• [課題内容]:
抽出テキストに基づき、次の問いに答えよ。
(a) 山下泰裕は現役時代に世界選手権を何連覇したか。
(b) 斉藤仁が金メダルを連覇したのはどのオリンピックか。
(c) 本書の編集に携わったのは誰か。

• [抽出テキスト]:
現在はJOC(日本オリンピック委員会)の会長である山下泰裕だが、現役時代は柔道選手として世界選手権3連覇(うち1回は2階級制覇)、84年ロサンゼルスオリンピック金メダルを獲得するなど柔道の絶対王者としての活躍をした。
その山下と同時かその後に活躍したのが本書で紹介する斉藤仁である。斉藤は山下が金メダルを獲得したロサンゼルスオリンピック、その4年後のソウルオリンピックで金メダルを連覇し、山下のライバルとしても活躍した。
引退後は国士舘大学柔道部の監督、さらには柔道の全日本代表監督も勤め上げるほどであり、現在国士舘大学柔道部の総監督である鈴木桂治や現在は格闘家として活躍する石井慧を育て上げ、日本代表としては現在柔道の全日本代表監督である井上康生とも関わりを持っていた。本書は「JOC会長」と言う肩書きではなく、「最高のライバル」として山下氏自ら編集に携わった。
第一章「剛毅木訥」

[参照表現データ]
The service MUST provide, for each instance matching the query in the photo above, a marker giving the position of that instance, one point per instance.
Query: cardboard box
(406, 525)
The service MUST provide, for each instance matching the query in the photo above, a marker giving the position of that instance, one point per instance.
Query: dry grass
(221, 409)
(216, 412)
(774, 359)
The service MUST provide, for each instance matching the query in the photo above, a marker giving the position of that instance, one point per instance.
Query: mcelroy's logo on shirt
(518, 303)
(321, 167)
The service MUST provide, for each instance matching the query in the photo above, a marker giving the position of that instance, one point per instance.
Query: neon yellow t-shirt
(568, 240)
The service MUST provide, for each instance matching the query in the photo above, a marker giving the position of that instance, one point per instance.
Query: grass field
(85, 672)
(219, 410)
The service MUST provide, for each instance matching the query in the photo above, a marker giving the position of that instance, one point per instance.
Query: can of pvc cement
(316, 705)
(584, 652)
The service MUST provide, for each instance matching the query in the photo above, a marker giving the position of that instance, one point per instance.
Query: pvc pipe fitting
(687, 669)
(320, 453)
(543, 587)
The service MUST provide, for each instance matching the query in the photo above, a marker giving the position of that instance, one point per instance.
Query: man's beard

• [あなたの解答]:
(a) 3連覇
(b) ロサンゼルスオリンピックとソウルオリンピック
(c) 山下泰裕